┌──

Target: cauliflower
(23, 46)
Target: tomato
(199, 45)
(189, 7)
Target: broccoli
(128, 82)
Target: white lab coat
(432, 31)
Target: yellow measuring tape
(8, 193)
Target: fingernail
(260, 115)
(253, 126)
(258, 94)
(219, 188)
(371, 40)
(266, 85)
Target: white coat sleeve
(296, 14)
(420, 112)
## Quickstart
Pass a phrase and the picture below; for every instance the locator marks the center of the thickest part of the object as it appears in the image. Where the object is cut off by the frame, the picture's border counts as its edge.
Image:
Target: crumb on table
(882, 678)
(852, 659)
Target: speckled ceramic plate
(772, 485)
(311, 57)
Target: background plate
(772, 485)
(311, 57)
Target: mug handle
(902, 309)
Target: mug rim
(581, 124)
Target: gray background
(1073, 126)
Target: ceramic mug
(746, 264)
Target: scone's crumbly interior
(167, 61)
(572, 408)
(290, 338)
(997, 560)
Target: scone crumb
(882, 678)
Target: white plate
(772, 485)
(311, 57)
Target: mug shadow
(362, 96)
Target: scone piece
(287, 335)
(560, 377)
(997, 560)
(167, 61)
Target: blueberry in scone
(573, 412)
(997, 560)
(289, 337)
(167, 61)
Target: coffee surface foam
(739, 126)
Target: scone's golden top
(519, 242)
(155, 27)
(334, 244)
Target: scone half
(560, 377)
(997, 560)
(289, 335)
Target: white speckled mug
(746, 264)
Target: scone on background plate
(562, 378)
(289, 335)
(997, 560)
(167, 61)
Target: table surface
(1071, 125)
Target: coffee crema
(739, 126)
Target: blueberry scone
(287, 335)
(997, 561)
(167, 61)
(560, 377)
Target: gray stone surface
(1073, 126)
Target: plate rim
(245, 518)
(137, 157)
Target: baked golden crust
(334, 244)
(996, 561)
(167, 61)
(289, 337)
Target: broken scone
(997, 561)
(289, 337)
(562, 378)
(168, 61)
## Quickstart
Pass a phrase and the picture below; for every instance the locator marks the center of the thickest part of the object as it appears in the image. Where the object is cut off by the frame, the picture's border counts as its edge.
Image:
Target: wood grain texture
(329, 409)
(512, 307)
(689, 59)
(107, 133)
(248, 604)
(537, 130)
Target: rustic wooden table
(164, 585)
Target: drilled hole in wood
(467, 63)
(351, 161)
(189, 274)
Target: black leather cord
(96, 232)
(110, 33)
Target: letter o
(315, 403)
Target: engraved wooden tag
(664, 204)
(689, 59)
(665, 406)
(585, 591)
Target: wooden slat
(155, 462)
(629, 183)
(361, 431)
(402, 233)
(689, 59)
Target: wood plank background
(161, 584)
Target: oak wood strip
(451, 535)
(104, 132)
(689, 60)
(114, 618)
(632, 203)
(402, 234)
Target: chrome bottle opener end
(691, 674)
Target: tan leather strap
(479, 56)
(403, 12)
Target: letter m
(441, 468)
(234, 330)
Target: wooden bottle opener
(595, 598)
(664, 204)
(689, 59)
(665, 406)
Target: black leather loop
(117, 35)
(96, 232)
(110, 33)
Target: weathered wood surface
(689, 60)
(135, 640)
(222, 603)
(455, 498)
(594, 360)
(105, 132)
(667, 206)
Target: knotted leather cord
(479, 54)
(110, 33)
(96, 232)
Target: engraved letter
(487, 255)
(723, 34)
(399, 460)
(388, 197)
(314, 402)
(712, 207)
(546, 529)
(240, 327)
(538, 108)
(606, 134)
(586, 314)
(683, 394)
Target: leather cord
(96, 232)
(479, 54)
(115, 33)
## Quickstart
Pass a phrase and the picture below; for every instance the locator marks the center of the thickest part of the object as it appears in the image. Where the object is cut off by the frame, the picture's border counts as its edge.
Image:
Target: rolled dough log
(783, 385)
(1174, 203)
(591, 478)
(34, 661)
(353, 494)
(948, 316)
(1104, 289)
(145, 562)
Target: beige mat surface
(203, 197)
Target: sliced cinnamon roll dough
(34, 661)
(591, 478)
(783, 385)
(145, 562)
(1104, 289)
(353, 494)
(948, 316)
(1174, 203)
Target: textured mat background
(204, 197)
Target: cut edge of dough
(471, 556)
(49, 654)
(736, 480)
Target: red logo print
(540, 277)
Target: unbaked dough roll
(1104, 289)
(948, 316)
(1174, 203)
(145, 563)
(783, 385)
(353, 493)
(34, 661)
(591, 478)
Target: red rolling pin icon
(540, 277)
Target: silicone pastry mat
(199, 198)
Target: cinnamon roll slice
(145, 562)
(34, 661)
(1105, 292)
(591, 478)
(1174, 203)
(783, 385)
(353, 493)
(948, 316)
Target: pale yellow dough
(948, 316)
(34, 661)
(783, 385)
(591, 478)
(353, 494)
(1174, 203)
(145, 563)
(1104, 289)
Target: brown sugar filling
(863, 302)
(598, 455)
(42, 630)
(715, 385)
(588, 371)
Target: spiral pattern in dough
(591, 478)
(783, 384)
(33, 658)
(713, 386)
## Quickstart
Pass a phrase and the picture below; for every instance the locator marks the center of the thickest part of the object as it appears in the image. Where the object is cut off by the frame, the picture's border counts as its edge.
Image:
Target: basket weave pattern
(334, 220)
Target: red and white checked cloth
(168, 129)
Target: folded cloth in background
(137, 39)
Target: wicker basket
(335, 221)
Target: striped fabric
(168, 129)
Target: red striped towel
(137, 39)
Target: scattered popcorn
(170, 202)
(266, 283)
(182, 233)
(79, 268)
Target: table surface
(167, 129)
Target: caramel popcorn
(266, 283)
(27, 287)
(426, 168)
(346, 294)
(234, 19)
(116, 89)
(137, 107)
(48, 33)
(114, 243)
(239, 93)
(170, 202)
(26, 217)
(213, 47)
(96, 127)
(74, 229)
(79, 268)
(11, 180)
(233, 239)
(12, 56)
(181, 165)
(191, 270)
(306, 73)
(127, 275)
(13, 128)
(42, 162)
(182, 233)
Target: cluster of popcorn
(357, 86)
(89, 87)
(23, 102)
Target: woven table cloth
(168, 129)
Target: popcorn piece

└──

Lay out all of the data above as a numbered list, one line per item, and omit any blank lines.

Response for this exercise
1. Target: cauliflower
2. (23, 46)
3. Target: tomato
4. (199, 45)
5. (189, 7)
6. Target: broccoli
7. (128, 82)
8. Target: white lab coat
9. (432, 31)
10. Target: yellow measuring tape
11. (8, 193)
12. Target: fingernail
13. (260, 115)
14. (253, 126)
15. (258, 94)
16. (219, 188)
17. (371, 40)
18. (266, 85)
19. Target: white coat sleeve
20. (296, 14)
21. (420, 112)
22. ## Quickstart
23. Pass a phrase and the picture below; for every instance the locator marks the center of the thickest part of the object as it appears in the image. Where the object is cut off by the frame, the picture's border counts as its edge.
24. Image:
25. Target: crumb on table
26. (882, 678)
27. (852, 659)
28. Target: speckled ceramic plate
29. (772, 485)
30. (311, 57)
31. Target: background plate
32. (772, 485)
33. (311, 57)
34. Target: mug handle
35. (902, 309)
36. Target: mug rim
37. (581, 124)
38. Target: gray background
39. (1073, 126)
40. Target: ceramic mug
41. (746, 264)
42. Target: scone's crumbly interior
43. (167, 61)
44. (572, 408)
45. (290, 338)
46. (997, 560)
47. Target: scone crumb
48. (882, 678)
49. Target: white plate
50. (772, 485)
51. (311, 57)
52. Target: mug shadow
53. (362, 96)
54. Target: scone piece
55. (287, 335)
56. (560, 377)
57. (997, 560)
58. (167, 61)
59. Target: blueberry in scone
60. (573, 412)
61. (997, 560)
62. (289, 337)
63. (167, 61)
64. Target: coffee surface foam
65. (739, 126)
66. Target: scone's golden top
67. (519, 242)
68. (155, 27)
69. (334, 244)
70. Target: scone half
71. (560, 377)
72. (997, 560)
73. (289, 335)
74. Target: white speckled mug
75. (746, 264)
76. Target: scone on background plate
77. (562, 378)
78. (289, 335)
79. (997, 560)
80. (167, 61)
81. Target: table surface
82. (1071, 125)
83. Target: coffee crema
84. (739, 126)
85. Target: blueberry scone
86. (287, 335)
87. (997, 561)
88. (167, 61)
89. (560, 377)
90. Target: gray stone surface
91. (1073, 126)
92. Target: plate rim
93. (245, 518)
94. (137, 157)
95. Target: baked golden crust
96. (334, 244)
97. (996, 561)
98. (167, 61)
99. (289, 337)
100. Target: broken scone
101. (997, 561)
102. (289, 337)
103. (562, 378)
104. (168, 61)
105. ## Quickstart
106. Pass a phrase and the picture below; for every instance the locator marks the center of the thickest part of the object as it appears in the image. Where the object is cut off by the frame, the picture's border counts as its edge.
107. Image:
108. Target: wood grain texture
109. (329, 409)
110. (512, 307)
111. (689, 59)
112. (107, 133)
113. (248, 604)
114. (537, 130)
115. Target: rustic wooden table
116. (164, 585)
117. Target: drilled hole in wood
118. (467, 63)
119. (351, 161)
120. (189, 274)
121. Target: black leather cord
122. (96, 232)
123. (110, 33)
124. Target: letter o
125. (315, 403)
126. Target: engraved wooden tag
127. (664, 204)
128. (689, 59)
129. (665, 406)
130. (585, 591)
131. Target: wooden slat
132. (155, 462)
133. (629, 183)
134. (361, 431)
135. (402, 233)
136. (689, 59)
137. Target: wood plank background
138. (161, 584)
139. Target: oak wood strip
140. (451, 535)
141. (104, 132)
142. (689, 60)
143. (114, 618)
144. (632, 203)
145. (402, 234)
146. Target: chrome bottle opener end
147. (691, 674)
148. Target: tan leather strap
149. (479, 56)
150. (403, 12)
151. Target: letter m
152. (441, 468)
153. (234, 330)
154. Target: wooden bottle opener
155. (595, 598)
156. (664, 204)
157. (689, 59)
158. (665, 406)
159. Target: black leather loop
160. (117, 35)
161. (96, 232)
162. (110, 33)
163. Target: weathered wood surface
164. (689, 60)
165. (135, 640)
166. (222, 603)
167. (455, 498)
168. (594, 360)
169. (105, 132)
170. (667, 206)
171. Target: knotted leather cord
172. (479, 54)
173. (110, 33)
174. (96, 232)
175. Target: engraved letter
176. (487, 255)
177. (723, 34)
178. (399, 460)
179. (388, 197)
180. (314, 402)
181. (712, 207)
182. (546, 529)
183. (240, 327)
184. (538, 108)
185. (606, 134)
186. (586, 314)
187. (683, 394)
188. Target: leather cord
189. (96, 232)
190. (479, 54)
191. (115, 33)
192. ## Quickstart
193. Pass a phrase and the picture below; for every instance the locator marks the center of the thickest part of the object as it appears in the image. Where the object is cut off by the frame, the picture's border counts as its edge.
194. Image:
195. Target: rolled dough log
196. (783, 385)
197. (1174, 203)
198. (591, 478)
199. (34, 661)
200. (353, 494)
201. (948, 316)
202. (1104, 289)
203. (145, 562)
204. Target: beige mat surface
205. (203, 197)
206. Target: sliced cinnamon roll dough
207. (34, 661)
208. (591, 478)
209. (783, 385)
210. (145, 562)
211. (1104, 289)
212. (353, 494)
213. (948, 316)
214. (1174, 203)
215. Target: textured mat background
216. (204, 197)
217. Target: cut edge of dough
218. (471, 556)
219. (49, 654)
220. (736, 480)
221. Target: red logo print
222. (540, 277)
223. Target: unbaked dough roll
224. (1104, 289)
225. (948, 316)
226. (1174, 203)
227. (145, 563)
228. (783, 385)
229. (353, 493)
230. (34, 661)
231. (591, 478)
232. Target: red rolling pin icon
233. (540, 277)
234. Target: silicone pastry mat
235. (199, 198)
236. Target: cinnamon roll slice
237. (145, 562)
238. (34, 661)
239. (1105, 292)
240. (591, 478)
241. (1174, 203)
242. (783, 385)
243. (353, 493)
244. (948, 316)
245. Target: pale yellow dough
246. (948, 316)
247. (34, 661)
248. (783, 385)
249. (591, 478)
250. (353, 494)
251. (1174, 203)
252. (145, 563)
253. (1104, 289)
254. Target: brown sugar filling
255. (863, 302)
256. (598, 455)
257. (42, 630)
258. (715, 385)
259. (588, 371)
260. Target: spiral pattern in dough
261. (591, 478)
262. (783, 384)
263. (33, 658)
264. (713, 386)
265. ## Quickstart
266. Pass a phrase and the picture below; for every instance the locator marks the center of the thickest part of the object as it appears in the image. Where the object is cut off by the frame, the picture's border counts as its edge.
267. Image:
268. Target: basket weave pattern
269. (334, 220)
270. Target: red and white checked cloth
271. (168, 129)
272. Target: folded cloth in background
273. (137, 39)
274. Target: wicker basket
275. (335, 221)
276. Target: striped fabric
277. (168, 129)
278. Target: red striped towel
279. (137, 39)
280. Target: scattered popcorn
281. (170, 202)
282. (266, 283)
283. (182, 233)
284. (79, 268)
285. Target: table surface
286. (167, 129)
287. Target: caramel popcorn
288. (266, 283)
289. (27, 287)
290. (426, 168)
291. (346, 294)
292. (234, 19)
293. (116, 89)
294. (137, 107)
295. (48, 33)
296. (114, 243)
297. (239, 93)
298. (170, 202)
299. (26, 217)
300. (213, 47)
301. (96, 127)
302. (74, 229)
303. (79, 268)
304. (11, 180)
305. (233, 239)
306. (12, 56)
307. (181, 165)
308. (191, 270)
309. (306, 73)
310. (127, 275)
311. (13, 128)
312. (42, 162)
313. (182, 233)
314. Target: cluster of popcorn
315. (357, 86)
316. (89, 87)
317. (23, 102)
318. Target: woven table cloth
319. (168, 129)
320. Target: popcorn piece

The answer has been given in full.